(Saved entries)
□ □ □ □

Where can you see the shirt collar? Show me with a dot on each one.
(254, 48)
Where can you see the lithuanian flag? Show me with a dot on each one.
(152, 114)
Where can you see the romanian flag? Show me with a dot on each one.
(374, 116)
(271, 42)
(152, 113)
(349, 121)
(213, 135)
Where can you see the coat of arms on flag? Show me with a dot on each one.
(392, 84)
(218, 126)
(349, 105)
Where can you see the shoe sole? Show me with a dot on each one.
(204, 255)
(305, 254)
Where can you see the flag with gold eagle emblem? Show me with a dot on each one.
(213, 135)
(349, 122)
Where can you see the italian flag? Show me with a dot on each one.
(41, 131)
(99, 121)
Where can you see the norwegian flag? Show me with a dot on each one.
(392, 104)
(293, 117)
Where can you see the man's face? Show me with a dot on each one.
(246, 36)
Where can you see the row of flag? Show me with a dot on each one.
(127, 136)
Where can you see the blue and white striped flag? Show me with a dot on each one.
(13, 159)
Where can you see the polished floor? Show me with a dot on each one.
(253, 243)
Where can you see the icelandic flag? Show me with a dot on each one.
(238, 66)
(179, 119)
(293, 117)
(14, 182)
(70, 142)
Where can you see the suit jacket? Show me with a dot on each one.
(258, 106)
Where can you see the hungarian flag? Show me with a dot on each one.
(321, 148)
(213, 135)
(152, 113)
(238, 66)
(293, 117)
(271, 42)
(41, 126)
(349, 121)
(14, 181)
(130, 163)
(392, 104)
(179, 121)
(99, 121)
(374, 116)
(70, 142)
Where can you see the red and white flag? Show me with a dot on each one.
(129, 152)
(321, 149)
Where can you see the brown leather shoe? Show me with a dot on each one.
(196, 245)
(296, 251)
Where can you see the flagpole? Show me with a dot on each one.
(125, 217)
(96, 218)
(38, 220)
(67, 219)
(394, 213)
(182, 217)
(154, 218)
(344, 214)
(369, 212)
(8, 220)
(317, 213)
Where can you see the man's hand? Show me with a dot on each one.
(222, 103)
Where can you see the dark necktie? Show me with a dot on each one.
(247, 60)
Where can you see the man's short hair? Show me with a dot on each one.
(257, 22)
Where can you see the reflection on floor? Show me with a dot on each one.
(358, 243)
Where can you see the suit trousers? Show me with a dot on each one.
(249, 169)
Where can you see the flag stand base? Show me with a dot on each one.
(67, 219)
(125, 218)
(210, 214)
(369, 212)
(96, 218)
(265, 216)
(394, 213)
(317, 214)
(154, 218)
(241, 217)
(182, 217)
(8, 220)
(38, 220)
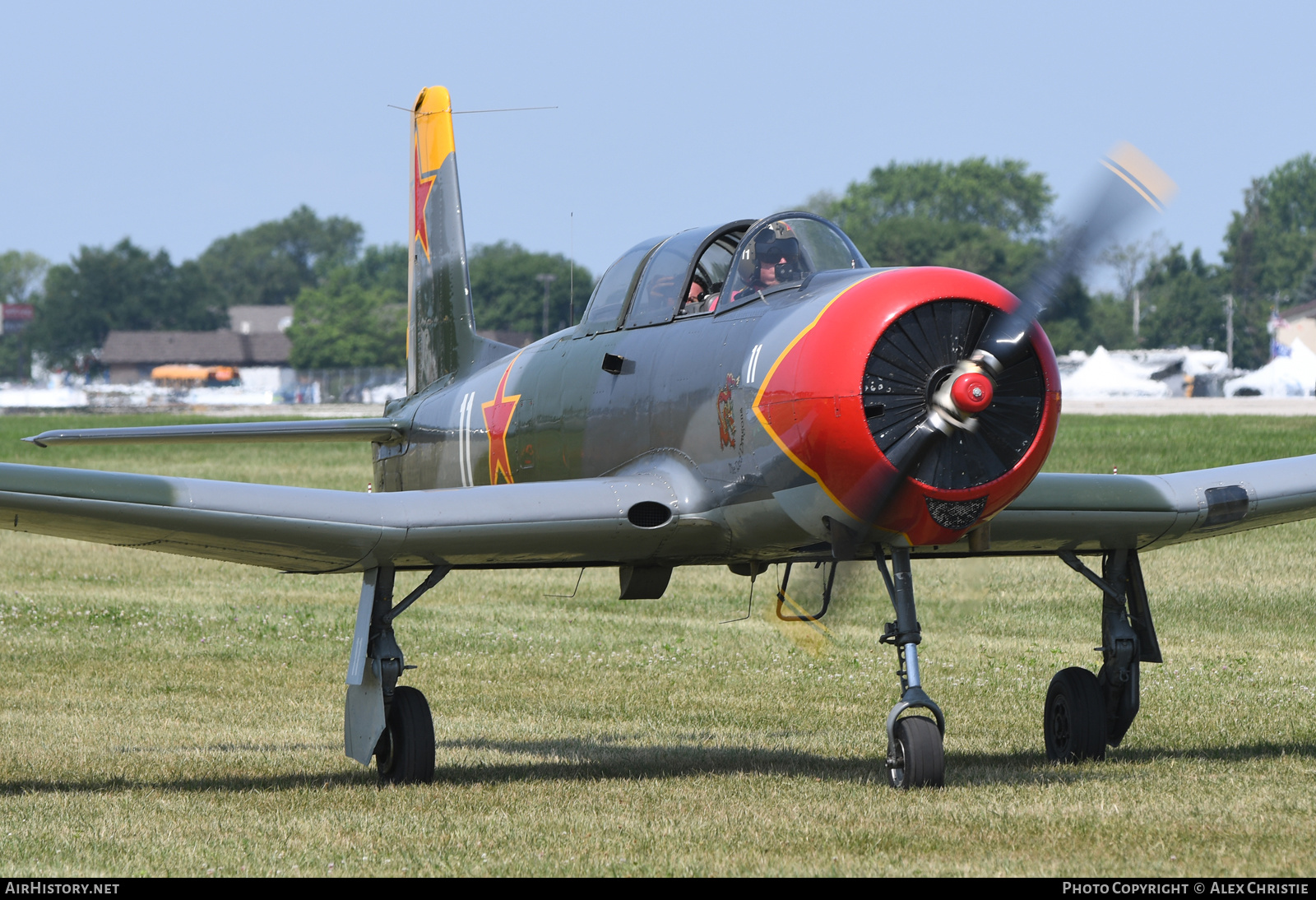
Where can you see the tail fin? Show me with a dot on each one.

□ □ □ □

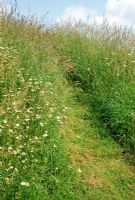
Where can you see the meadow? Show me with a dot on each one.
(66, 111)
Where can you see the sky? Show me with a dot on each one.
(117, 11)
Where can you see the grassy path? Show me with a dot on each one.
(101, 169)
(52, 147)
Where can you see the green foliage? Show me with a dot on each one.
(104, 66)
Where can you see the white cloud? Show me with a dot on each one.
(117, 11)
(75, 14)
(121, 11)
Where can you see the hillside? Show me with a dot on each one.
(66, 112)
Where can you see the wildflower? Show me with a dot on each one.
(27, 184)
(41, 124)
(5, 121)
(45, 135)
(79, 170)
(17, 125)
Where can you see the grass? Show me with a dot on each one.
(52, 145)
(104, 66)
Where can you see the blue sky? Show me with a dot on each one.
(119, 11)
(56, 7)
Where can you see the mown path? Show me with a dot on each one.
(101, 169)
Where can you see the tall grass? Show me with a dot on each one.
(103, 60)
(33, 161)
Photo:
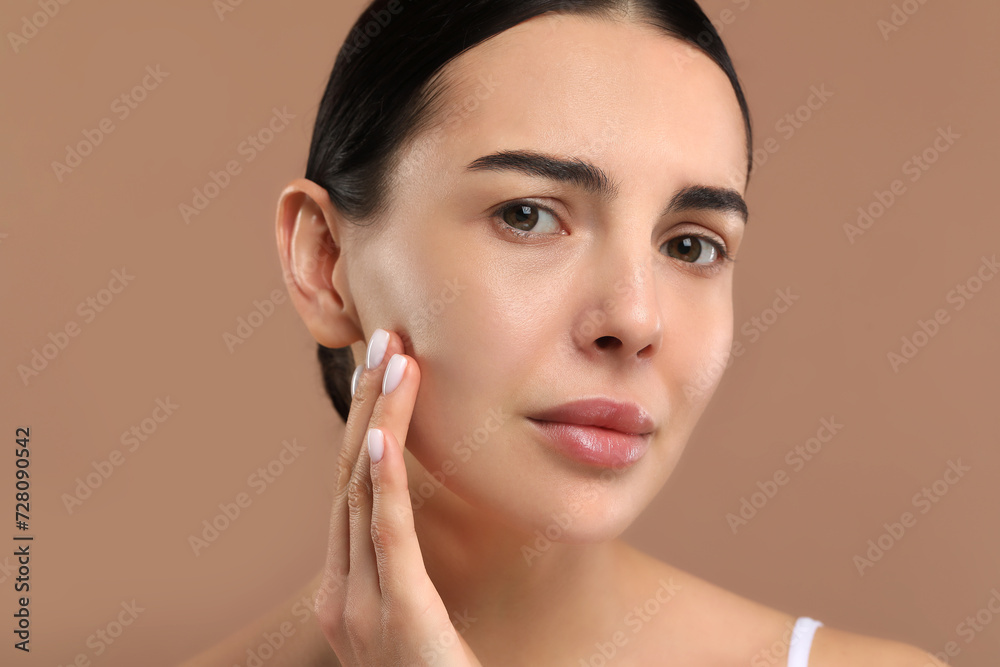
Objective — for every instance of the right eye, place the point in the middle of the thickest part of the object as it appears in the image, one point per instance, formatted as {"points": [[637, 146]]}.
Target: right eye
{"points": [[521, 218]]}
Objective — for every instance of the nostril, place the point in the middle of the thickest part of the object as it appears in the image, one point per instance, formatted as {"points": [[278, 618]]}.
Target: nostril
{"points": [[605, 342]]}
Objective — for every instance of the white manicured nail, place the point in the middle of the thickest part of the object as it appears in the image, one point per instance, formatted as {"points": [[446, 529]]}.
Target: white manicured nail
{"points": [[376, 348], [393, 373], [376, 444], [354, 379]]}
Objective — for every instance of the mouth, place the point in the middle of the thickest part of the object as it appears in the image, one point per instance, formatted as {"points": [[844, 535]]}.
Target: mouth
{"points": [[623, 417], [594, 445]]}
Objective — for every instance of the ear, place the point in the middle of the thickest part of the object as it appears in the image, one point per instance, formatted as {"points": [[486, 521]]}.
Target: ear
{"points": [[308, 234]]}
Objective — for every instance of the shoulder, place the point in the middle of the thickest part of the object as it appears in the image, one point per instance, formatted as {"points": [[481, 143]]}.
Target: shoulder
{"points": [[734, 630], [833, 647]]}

□ □ □ □

## EXERCISE GOAL
Which of the lines above carry the string "thickest"? Copy every one.

## SOLUTION TO THIS EXERCISE
Objective — for every instance of the right eye, place the point in the middle of the thickest part of the object as it appears in the image, one point per instance, formatted as {"points": [[637, 146]]}.
Objective — for every instance of the nostril, place the point in the middle of the thickest part of the object as it appears in the image, one point per instance, formatted as {"points": [[278, 618]]}.
Objective — for every instance of the white manicured nail, place the point in the middle of the thickest part of the object as it appears in the image, one point per instance, formatted as {"points": [[446, 529]]}.
Objective — for every instance of the mouth, place the point in the middle of the thickest part of the object as it appears in the image, one point per instance, formatted as {"points": [[844, 535]]}.
Objective — for every instance of the ear, place the point in the middle of the thickest part of the object as it appears in the image, one point per instance, formatted as {"points": [[486, 521]]}.
Objective — for every instance of the shoulder, place the point in the middle of the thickest part of the object as it appears in the image, one point per instance, formatted as {"points": [[481, 143]]}.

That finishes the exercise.